— start of ENTRIES —
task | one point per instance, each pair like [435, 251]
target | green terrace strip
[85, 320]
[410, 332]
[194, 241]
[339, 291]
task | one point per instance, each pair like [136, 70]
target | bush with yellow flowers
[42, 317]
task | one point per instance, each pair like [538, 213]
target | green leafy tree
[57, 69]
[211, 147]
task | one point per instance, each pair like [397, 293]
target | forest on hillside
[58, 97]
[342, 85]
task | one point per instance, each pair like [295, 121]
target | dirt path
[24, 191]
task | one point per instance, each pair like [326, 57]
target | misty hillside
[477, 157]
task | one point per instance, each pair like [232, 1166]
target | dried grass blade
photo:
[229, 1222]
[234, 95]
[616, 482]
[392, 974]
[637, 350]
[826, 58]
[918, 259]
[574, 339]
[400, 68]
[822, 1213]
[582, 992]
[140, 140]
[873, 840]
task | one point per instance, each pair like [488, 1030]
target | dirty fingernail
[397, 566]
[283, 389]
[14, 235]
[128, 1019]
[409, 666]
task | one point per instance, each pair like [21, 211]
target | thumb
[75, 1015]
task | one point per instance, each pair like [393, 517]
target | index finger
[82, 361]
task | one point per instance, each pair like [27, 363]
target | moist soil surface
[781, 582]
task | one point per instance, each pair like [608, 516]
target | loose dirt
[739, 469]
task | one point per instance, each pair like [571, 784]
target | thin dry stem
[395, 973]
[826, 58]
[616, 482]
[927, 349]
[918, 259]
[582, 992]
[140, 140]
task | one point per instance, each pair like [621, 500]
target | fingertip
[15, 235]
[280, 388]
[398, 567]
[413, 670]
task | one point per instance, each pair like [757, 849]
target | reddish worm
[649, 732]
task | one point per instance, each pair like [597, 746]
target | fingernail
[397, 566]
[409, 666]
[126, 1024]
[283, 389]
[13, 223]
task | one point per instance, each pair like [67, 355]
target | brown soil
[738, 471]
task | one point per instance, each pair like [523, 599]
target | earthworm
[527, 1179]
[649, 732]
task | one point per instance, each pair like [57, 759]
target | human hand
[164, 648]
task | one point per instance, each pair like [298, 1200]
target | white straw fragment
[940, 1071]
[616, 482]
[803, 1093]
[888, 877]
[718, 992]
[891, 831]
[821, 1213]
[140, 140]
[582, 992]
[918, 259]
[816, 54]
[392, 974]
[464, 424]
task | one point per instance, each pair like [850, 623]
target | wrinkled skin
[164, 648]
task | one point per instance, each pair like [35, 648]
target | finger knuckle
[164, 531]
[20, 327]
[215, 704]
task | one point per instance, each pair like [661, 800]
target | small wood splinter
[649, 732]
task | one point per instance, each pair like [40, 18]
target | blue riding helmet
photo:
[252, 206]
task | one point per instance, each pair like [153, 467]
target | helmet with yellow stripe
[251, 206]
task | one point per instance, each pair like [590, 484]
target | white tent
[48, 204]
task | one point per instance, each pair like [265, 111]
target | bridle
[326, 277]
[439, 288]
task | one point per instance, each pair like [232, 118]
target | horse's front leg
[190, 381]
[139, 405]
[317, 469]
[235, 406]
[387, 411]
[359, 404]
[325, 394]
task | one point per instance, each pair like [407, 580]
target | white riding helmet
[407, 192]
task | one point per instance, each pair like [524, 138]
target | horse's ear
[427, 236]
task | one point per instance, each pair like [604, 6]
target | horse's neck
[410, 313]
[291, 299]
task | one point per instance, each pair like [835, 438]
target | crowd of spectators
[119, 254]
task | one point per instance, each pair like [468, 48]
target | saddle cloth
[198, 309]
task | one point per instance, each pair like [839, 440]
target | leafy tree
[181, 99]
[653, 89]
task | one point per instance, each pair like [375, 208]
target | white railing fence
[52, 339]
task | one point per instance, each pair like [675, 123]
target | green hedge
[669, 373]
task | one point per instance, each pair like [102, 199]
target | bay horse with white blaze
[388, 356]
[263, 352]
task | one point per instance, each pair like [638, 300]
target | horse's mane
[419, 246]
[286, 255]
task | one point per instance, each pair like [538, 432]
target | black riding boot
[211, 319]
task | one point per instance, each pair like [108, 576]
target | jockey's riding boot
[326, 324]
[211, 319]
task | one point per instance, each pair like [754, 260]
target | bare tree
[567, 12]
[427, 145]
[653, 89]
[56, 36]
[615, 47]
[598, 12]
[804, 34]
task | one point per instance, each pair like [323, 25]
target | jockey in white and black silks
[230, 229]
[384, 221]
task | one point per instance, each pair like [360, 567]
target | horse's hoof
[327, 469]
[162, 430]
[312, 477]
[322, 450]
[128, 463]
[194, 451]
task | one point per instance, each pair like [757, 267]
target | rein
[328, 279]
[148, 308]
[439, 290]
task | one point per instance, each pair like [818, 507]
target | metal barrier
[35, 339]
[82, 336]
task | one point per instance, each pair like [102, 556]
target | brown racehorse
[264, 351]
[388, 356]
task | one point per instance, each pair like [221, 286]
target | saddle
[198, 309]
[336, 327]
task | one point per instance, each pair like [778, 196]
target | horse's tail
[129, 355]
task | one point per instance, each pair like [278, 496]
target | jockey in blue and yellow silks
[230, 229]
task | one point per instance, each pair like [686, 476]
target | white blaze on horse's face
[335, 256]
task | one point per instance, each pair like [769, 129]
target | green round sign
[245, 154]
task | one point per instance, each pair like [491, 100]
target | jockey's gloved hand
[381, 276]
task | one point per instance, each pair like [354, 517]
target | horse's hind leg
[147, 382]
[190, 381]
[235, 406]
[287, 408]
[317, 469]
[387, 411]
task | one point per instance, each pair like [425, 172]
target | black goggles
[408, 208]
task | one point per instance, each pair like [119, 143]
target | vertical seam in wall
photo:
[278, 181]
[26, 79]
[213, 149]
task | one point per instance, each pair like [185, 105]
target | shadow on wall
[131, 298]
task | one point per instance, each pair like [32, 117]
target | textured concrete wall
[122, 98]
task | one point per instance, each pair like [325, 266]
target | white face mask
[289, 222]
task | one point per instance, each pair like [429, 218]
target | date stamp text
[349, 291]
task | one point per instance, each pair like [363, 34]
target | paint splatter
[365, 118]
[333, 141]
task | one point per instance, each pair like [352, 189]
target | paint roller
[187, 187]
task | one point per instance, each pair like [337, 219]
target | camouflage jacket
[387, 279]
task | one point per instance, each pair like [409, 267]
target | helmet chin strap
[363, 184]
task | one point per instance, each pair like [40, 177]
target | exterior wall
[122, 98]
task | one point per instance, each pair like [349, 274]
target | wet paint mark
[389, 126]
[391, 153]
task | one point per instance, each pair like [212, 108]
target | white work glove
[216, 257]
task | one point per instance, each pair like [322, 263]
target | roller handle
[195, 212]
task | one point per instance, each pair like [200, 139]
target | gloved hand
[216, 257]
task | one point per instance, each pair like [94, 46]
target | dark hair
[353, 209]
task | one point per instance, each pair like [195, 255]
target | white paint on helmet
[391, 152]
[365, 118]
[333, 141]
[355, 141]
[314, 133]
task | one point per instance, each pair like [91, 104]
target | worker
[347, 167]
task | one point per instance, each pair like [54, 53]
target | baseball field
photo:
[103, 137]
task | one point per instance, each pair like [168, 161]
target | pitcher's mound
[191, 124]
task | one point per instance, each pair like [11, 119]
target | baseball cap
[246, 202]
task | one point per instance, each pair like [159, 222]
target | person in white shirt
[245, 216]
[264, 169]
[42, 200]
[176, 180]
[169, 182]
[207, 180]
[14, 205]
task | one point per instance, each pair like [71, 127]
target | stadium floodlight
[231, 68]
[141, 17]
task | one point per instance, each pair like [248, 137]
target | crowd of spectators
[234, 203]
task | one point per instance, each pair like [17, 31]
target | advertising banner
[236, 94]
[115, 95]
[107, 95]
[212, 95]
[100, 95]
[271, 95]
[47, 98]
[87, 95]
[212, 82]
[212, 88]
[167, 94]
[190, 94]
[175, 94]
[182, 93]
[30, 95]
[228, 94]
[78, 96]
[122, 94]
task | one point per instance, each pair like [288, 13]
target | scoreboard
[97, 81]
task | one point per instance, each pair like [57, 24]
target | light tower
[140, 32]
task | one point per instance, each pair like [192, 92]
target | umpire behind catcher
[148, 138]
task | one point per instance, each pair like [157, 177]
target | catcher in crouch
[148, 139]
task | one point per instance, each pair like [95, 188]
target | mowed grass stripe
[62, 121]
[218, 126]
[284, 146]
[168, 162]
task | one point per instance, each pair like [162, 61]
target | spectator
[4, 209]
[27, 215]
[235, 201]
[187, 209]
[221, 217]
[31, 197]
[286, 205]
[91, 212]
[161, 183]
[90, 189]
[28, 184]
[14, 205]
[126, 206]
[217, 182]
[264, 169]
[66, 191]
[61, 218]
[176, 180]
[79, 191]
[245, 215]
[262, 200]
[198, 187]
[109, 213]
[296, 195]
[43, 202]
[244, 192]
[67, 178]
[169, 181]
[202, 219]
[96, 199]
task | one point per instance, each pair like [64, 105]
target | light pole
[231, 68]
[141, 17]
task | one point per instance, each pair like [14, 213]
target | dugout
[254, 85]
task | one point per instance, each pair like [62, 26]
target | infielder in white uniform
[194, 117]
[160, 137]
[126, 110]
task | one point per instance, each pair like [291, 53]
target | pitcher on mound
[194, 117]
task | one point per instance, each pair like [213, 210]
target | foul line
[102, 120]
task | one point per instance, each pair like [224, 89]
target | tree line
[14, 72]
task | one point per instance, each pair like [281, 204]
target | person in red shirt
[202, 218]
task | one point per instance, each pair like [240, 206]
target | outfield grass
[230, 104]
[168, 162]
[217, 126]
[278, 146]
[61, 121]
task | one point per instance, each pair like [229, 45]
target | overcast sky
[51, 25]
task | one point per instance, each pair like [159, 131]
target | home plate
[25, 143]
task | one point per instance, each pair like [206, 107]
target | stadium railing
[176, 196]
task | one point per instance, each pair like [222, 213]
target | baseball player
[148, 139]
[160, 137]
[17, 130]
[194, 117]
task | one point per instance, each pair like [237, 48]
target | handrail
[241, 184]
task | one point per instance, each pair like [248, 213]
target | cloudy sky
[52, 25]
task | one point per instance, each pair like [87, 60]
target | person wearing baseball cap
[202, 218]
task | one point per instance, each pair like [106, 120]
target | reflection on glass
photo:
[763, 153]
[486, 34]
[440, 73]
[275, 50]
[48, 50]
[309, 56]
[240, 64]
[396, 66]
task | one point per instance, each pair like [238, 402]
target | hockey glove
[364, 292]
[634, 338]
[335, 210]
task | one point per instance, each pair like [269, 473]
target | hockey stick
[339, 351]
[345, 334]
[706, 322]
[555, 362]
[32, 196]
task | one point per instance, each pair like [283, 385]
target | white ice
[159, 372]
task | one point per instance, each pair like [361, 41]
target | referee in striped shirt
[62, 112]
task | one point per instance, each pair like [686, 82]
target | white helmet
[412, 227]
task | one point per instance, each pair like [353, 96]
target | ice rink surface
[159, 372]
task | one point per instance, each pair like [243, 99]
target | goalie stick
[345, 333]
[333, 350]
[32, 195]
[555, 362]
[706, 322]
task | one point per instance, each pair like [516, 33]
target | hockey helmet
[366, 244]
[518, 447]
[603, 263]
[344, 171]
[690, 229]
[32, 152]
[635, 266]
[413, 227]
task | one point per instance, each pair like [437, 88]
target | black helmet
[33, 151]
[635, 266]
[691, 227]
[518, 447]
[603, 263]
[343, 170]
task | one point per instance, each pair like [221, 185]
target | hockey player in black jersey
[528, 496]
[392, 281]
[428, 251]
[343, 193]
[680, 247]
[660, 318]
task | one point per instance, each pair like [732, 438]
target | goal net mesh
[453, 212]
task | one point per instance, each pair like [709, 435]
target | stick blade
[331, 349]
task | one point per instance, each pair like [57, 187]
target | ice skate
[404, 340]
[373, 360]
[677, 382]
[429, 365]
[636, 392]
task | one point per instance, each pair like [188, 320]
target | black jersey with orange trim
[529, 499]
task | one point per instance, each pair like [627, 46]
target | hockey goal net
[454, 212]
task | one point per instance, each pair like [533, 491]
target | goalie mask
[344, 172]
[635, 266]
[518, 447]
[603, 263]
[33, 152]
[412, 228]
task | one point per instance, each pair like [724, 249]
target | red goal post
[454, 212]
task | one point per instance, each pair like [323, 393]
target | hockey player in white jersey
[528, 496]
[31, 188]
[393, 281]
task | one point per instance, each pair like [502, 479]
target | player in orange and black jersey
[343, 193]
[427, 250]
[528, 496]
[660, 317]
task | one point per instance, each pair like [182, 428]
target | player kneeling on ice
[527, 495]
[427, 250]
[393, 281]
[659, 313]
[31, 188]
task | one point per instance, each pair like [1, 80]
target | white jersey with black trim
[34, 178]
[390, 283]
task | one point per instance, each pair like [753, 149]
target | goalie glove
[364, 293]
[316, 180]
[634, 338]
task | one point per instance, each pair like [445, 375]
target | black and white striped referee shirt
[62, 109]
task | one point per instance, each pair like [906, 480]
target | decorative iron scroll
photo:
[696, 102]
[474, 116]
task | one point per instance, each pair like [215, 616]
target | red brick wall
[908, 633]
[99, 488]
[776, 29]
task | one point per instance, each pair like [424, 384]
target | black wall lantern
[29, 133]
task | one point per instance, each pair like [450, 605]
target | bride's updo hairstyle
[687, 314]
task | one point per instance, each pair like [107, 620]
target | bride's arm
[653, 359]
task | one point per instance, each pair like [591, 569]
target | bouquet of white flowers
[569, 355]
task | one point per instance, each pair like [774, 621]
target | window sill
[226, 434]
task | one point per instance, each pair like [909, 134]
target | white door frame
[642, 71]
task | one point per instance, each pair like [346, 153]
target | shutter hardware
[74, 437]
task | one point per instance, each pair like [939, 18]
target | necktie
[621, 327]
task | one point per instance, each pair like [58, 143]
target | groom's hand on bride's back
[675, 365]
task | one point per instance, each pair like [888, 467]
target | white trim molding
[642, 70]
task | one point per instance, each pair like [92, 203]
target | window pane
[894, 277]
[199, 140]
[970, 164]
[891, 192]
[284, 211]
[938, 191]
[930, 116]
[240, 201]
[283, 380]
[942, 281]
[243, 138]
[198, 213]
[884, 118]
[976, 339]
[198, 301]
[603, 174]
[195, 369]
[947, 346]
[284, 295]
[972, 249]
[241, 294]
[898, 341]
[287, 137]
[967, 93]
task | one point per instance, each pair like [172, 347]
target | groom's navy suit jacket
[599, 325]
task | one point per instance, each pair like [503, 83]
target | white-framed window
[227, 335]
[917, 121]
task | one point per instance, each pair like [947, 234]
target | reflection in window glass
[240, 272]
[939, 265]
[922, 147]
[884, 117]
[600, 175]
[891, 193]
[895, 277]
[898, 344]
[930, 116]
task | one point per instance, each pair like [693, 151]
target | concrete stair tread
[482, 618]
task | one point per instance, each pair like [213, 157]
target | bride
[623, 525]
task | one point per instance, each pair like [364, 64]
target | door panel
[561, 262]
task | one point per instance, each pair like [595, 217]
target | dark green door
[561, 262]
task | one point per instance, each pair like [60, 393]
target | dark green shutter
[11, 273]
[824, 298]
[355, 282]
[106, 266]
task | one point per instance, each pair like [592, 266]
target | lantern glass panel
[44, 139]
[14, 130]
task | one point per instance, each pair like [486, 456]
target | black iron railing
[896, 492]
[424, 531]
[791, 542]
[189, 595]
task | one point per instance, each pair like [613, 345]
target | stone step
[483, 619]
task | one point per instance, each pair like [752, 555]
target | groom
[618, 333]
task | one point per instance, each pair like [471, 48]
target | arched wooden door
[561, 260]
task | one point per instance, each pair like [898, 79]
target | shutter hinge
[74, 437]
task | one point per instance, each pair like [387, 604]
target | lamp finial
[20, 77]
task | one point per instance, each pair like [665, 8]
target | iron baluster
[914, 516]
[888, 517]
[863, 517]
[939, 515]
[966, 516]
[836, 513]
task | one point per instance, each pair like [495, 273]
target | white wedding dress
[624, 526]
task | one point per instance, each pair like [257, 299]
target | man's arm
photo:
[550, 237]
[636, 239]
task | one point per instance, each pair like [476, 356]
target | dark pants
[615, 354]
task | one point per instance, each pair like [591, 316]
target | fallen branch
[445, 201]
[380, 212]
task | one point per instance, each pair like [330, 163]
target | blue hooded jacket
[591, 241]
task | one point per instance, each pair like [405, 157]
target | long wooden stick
— end of ENTRIES —
● **THE EXERCISE**
From the line holding "task | one point per instance, each pair like [387, 604]" to the last line of the records, quote each line exactly and add nothing.

● **RIGHT ANSWER**
task | one point per instance, each pair like [387, 604]
target | lamp finial
[20, 77]
task | one point per instance, each pair like [665, 8]
target | iron baluster
[914, 516]
[888, 517]
[863, 517]
[939, 515]
[966, 516]
[836, 513]
task | one point per instance, each pair like [495, 273]
target | white wedding dress
[624, 526]
task | one point per instance, each pair like [257, 299]
target | man's arm
photo:
[550, 237]
[636, 239]
task | one point per instance, each pair like [476, 356]
target | dark pants
[615, 354]
task | one point per instance, each pair like [591, 316]
target | fallen branch
[445, 201]
[380, 212]
task | one point per instance, each pair like [330, 163]
target | blue hooded jacket
[591, 241]
task | one point per instance, each pair like [405, 157]
target | long wooden stick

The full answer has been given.